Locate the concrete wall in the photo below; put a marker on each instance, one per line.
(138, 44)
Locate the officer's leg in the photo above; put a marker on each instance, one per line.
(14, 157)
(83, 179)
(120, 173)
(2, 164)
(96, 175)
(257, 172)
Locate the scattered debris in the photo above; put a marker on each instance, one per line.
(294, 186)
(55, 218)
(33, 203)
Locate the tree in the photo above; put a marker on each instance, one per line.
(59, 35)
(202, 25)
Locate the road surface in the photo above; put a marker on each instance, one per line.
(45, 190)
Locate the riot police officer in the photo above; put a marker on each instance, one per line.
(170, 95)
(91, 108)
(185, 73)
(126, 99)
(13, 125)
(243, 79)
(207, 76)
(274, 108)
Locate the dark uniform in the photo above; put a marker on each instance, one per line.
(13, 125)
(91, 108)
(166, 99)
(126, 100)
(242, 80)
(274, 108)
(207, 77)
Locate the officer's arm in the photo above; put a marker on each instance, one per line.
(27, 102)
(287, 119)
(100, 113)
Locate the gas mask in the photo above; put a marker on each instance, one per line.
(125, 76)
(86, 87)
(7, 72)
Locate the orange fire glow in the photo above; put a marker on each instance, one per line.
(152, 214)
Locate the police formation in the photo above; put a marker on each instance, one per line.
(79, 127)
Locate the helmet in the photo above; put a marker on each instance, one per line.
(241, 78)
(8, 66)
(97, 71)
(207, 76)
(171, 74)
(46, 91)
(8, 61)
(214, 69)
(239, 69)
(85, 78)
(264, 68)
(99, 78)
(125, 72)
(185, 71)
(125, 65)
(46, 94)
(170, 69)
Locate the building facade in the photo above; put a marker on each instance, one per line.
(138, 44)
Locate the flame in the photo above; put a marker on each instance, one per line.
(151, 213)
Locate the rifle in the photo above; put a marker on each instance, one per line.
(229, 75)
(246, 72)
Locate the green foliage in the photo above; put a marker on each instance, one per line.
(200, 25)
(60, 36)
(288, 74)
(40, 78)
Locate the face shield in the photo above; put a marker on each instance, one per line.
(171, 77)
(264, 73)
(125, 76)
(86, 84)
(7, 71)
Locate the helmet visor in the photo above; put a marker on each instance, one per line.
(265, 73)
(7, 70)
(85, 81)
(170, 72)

-=-=-=-=-

### [PROBLEM DETAILS]
Print all of the material above once more, line for line, without changing any character.

### [RESULT OF THIS TASK]
Locate the concrete wall in the photo below; put a marker on each instance, one per line.
(138, 44)
Locate the officer's leg in the photo above; put a marker on each instance, one per line.
(14, 157)
(83, 179)
(120, 173)
(2, 164)
(96, 175)
(257, 172)
Locate the scattered debris in the photo above; put a marker on each instance, one per line.
(294, 186)
(55, 218)
(33, 203)
Locate the tree in the photo above; put a marker on each instance, one per line.
(59, 35)
(202, 25)
Locate the road surface in the photo above; put a marker on each instance, one per line.
(45, 190)
Locate the riot police officer in the photo above; put a marker on each instance, one per line.
(170, 95)
(91, 108)
(185, 73)
(126, 99)
(13, 125)
(243, 79)
(207, 76)
(274, 108)
Locate the dark uniform in the photo above; put a marker on each instance, one per line.
(13, 125)
(91, 108)
(166, 99)
(126, 100)
(242, 80)
(274, 108)
(207, 77)
Locate the officer's arm in the photo above; put a marker on each instance, one per line.
(27, 102)
(287, 119)
(100, 113)
Locate the gas mask in the photo above; put a marker on each instance, one per line.
(125, 76)
(86, 87)
(7, 72)
Locate the orange fire glow in the photo above; put a marker on each instance, one per line.
(152, 214)
Locate the police formation in the photo above; put a marker on each instance, one per line.
(79, 127)
Locate the helmet in the photo above; put a marker on each instance, one per line.
(241, 78)
(8, 66)
(97, 71)
(207, 76)
(171, 74)
(46, 91)
(8, 61)
(214, 69)
(239, 69)
(85, 78)
(264, 68)
(99, 78)
(125, 72)
(185, 71)
(125, 65)
(46, 94)
(170, 69)
Locate the building facade in the photo above; put a marker on each instance, one per line.
(138, 44)
Locate the flame in the photo above; put a marker on each instance, one per line.
(151, 213)
Locate the rifle in the photo above; put a marker on each instance, one per line.
(229, 75)
(246, 72)
Locate the green foliage in the photo above; put a marker on each instance, one per line.
(200, 25)
(60, 36)
(288, 74)
(40, 78)
Locate the face shield in the photo above; put a marker on each instance, one per line.
(171, 77)
(264, 73)
(125, 76)
(86, 84)
(7, 71)
Locate the helmet visor in the photo above; put a marker on each instance, one per line.
(265, 73)
(7, 70)
(85, 81)
(170, 72)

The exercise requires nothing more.